━━━ Supplied material ━━━

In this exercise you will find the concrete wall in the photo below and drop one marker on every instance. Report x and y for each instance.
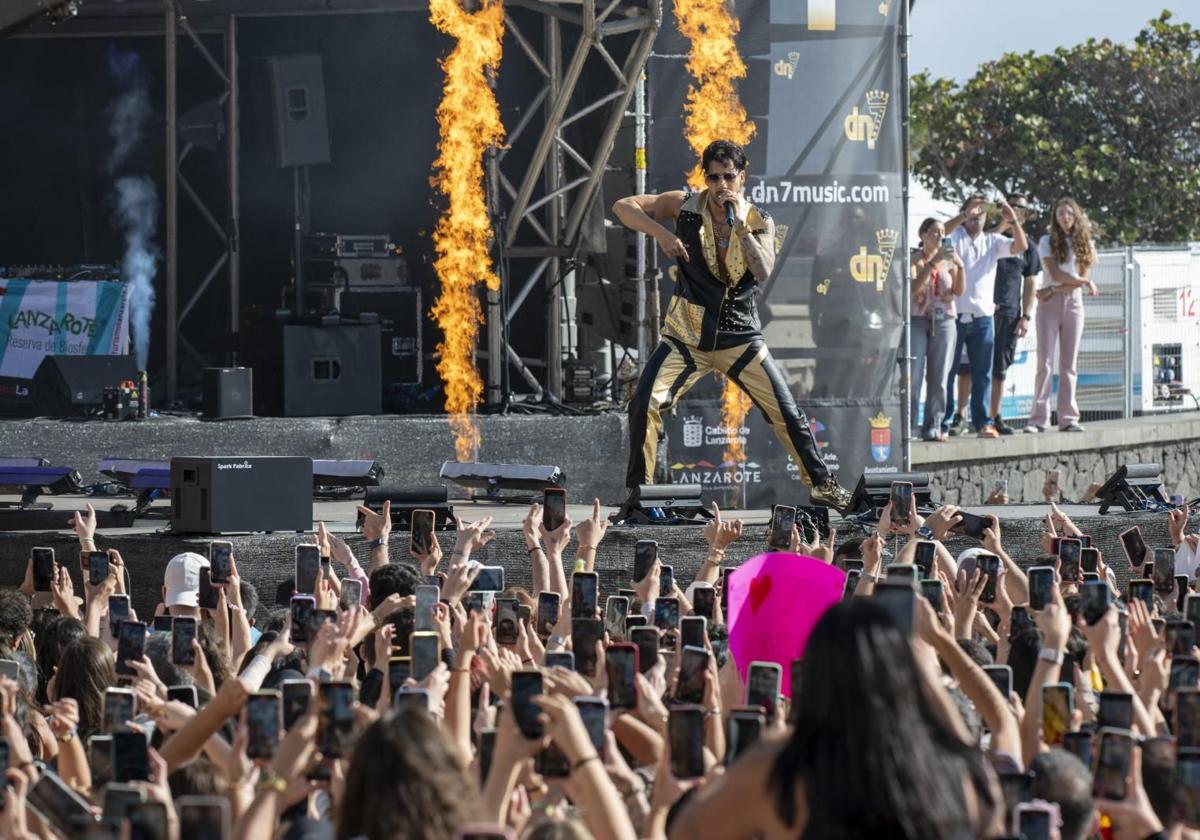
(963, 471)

━━━
━━━ Supplied material ━━━

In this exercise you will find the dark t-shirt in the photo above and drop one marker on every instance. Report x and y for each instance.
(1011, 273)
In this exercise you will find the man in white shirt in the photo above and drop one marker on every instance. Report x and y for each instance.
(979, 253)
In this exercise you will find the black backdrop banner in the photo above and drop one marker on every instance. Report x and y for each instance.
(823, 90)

━━━

Task description =>
Which lines in the material above contain the word "exercise"? Pull out each one and copy it in full.

Written response =>
In this exercise you will find the concrete wall in the photo below and drop one marker on every instance. Report x and y for each instance.
In this exercise you will find the dark t-shirt in the photo above and drop one marker on every instance. Report x and y for each instance.
In this exercise you will find the man in white shirt in the photo above and drop one marker on every instance. Report x and y for each instance.
In this exercise you will find the black backdrop banner in the photo above and drop one marker on every instance. Report x and y for each instance.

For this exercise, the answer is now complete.